▸ **WORK REQUIRED**
Every line of the material that includes the word "riverbank" is to be shown.

▸ **RECORDED DATA**
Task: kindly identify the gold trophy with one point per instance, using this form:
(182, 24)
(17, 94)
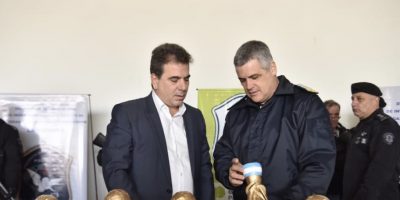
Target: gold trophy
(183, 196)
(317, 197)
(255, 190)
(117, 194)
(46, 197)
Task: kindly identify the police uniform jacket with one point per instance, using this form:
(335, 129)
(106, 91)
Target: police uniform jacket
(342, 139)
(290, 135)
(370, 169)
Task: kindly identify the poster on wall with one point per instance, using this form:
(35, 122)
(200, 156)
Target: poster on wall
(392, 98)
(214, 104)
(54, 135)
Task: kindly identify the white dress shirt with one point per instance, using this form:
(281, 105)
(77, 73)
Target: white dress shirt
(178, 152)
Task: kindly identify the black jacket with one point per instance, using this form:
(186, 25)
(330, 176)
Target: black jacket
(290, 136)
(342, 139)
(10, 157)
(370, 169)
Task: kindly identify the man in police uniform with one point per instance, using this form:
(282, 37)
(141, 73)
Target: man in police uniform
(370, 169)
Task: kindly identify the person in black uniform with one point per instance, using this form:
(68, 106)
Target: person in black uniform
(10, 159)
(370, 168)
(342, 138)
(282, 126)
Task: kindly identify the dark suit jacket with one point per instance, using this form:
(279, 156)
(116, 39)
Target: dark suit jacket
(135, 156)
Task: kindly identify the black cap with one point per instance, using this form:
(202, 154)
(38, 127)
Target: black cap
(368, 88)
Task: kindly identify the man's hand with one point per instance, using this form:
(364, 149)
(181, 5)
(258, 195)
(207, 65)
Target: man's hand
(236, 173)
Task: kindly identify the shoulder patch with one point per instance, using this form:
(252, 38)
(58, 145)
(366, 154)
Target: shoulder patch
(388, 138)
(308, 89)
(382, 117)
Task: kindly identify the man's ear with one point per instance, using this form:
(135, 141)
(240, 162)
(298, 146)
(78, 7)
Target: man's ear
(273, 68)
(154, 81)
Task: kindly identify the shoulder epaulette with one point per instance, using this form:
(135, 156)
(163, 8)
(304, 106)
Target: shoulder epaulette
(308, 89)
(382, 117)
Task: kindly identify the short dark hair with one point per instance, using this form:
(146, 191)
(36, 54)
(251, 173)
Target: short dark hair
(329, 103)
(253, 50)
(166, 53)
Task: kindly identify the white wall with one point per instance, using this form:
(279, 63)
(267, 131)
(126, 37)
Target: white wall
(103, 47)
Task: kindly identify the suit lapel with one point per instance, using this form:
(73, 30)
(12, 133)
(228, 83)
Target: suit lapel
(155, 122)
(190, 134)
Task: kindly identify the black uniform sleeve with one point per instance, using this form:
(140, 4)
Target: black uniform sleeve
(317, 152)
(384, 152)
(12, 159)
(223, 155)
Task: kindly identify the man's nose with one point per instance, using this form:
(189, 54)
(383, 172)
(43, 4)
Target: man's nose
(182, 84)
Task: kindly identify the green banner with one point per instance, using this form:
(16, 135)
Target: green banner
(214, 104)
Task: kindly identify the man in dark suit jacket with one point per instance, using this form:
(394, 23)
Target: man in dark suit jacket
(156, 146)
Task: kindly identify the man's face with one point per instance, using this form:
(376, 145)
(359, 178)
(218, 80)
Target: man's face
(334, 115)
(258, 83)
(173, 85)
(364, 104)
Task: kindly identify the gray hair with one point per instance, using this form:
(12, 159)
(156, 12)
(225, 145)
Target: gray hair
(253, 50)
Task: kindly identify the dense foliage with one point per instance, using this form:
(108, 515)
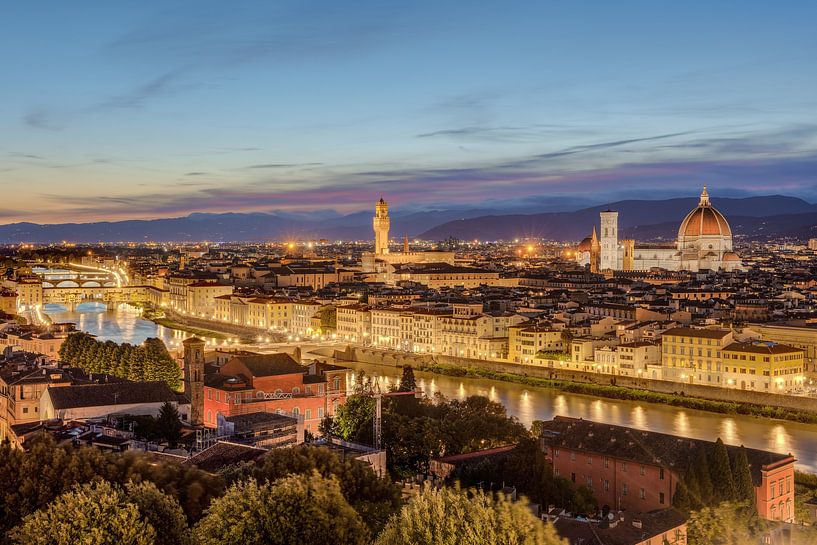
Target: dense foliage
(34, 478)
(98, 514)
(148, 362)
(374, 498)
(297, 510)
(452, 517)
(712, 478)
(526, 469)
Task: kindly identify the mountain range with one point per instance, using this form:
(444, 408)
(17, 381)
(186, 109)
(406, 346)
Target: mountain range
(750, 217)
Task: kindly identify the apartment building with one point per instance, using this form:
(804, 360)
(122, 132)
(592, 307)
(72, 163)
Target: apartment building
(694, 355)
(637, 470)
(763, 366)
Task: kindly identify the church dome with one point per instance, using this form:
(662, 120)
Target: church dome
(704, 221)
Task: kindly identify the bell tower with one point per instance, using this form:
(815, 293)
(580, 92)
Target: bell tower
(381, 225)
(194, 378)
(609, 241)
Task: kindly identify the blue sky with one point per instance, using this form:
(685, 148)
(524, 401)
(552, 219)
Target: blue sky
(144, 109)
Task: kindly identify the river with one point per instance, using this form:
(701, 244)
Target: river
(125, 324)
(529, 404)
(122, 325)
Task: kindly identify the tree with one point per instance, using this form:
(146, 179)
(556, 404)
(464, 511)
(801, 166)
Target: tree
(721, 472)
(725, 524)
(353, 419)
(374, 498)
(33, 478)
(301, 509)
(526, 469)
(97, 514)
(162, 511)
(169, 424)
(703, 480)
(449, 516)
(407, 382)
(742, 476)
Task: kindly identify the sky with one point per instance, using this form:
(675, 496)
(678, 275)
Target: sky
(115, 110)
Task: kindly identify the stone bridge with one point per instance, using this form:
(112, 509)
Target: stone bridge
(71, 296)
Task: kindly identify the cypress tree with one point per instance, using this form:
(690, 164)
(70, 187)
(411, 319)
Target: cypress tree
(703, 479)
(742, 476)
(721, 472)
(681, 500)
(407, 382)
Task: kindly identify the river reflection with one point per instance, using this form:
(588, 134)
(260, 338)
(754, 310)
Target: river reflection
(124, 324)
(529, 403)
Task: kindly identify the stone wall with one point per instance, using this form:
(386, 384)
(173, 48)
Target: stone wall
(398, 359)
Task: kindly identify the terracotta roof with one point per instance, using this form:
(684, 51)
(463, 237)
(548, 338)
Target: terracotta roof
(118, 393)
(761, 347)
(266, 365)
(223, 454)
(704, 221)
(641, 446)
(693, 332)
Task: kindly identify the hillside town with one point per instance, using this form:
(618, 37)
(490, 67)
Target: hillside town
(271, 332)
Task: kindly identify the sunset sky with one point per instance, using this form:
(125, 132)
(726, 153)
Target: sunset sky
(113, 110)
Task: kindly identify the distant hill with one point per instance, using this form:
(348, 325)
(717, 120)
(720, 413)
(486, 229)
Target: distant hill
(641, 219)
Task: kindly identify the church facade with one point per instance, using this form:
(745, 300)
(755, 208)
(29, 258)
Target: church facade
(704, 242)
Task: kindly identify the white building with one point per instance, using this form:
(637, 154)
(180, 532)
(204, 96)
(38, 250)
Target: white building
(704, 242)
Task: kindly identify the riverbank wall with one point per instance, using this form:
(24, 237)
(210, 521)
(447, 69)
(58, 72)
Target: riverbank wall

▸ **YOUR SOLUTION**
Task: kindly identify the riverbank wall with one point per instance, using this form:
Target: riverbank wall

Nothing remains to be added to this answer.